> [THE INPUT]
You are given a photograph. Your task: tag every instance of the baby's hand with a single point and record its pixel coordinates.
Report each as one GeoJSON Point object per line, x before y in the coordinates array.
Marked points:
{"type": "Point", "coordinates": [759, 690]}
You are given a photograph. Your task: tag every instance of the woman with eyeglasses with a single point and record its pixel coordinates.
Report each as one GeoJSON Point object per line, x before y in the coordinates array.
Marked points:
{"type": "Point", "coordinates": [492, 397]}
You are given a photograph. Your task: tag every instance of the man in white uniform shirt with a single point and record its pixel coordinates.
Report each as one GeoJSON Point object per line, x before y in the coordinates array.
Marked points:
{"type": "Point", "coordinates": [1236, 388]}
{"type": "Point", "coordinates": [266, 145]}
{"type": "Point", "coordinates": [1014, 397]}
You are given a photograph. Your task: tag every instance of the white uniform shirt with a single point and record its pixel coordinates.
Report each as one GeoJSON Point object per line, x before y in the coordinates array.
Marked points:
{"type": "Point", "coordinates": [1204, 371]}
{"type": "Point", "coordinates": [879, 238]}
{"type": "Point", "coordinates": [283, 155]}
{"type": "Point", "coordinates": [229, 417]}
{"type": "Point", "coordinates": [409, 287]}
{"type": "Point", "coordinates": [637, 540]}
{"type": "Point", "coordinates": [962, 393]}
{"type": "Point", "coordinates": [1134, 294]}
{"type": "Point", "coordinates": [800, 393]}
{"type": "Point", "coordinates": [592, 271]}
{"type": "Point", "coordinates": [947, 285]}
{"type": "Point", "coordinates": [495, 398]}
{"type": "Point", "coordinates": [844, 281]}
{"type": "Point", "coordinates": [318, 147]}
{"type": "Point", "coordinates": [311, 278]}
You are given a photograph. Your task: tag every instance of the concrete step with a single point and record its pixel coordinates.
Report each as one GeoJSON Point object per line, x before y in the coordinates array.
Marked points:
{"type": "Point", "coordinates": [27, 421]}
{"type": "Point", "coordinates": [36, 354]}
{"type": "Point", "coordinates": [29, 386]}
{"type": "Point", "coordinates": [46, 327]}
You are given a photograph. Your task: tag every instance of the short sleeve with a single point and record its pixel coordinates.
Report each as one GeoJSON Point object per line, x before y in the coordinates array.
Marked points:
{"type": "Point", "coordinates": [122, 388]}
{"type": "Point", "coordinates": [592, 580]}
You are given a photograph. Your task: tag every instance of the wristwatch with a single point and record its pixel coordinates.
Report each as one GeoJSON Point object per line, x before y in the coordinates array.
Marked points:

> [WHAT THE TASK REQUIRES] Using the listing above, retype each line exactly.

> [EXERCISE RESPONSE]
You are given a photograph. Your task: tag every instance of the baby's hand with a single point and record its pixel coordinates.
Report each as one GeoJSON Point object per line, x before y in the coordinates array.
Marked points:
{"type": "Point", "coordinates": [759, 690]}
You are given a photograph. Your task: tag every instance of the woman with eyeglasses with a single point and record its pixel coordinates.
Report each as one GeoJSON Point object per line, x before y in the coordinates array.
Marked points:
{"type": "Point", "coordinates": [492, 397]}
You are given a photograph. Your task: tag every instance of the man in white uniform shirt with a single point and record its pixel coordinates.
Report each as one GeoJSON Point object per line, x before y in the coordinates array.
Marked points:
{"type": "Point", "coordinates": [1236, 388]}
{"type": "Point", "coordinates": [266, 145]}
{"type": "Point", "coordinates": [1014, 397]}
You are given a photograph. Your task: tag every instance of the white uniform shirt with a single point and record its pixel coordinates.
Report each as one GeoJSON Point object per line, x before y in the coordinates array.
Marked points:
{"type": "Point", "coordinates": [1204, 371]}
{"type": "Point", "coordinates": [879, 238]}
{"type": "Point", "coordinates": [283, 155]}
{"type": "Point", "coordinates": [229, 417]}
{"type": "Point", "coordinates": [409, 287]}
{"type": "Point", "coordinates": [637, 540]}
{"type": "Point", "coordinates": [962, 393]}
{"type": "Point", "coordinates": [1134, 294]}
{"type": "Point", "coordinates": [800, 393]}
{"type": "Point", "coordinates": [592, 271]}
{"type": "Point", "coordinates": [947, 285]}
{"type": "Point", "coordinates": [495, 398]}
{"type": "Point", "coordinates": [844, 281]}
{"type": "Point", "coordinates": [318, 147]}
{"type": "Point", "coordinates": [311, 278]}
You are given a photograph. Your task: tag every instance of the concrete step with a single point and record its pixel coordinates.
Report each as one GeoJSON Point object per line, x before y in the coordinates array.
Marked points:
{"type": "Point", "coordinates": [27, 421]}
{"type": "Point", "coordinates": [36, 354]}
{"type": "Point", "coordinates": [29, 386]}
{"type": "Point", "coordinates": [46, 327]}
You are given a photograph. Your task: tag every instance of the short sleeve with a single point and record its pixel coordinates.
Report each as one GeoJSON Point object per line, x before y in the coordinates array.
Marked points:
{"type": "Point", "coordinates": [122, 388]}
{"type": "Point", "coordinates": [592, 580]}
You are given a photograph. Your task: tag every instance of the wristwatch with a single point and record its pixel coordinates.
Report each as one GeoJSON Point object per line, x before y in the coordinates array.
Marked points:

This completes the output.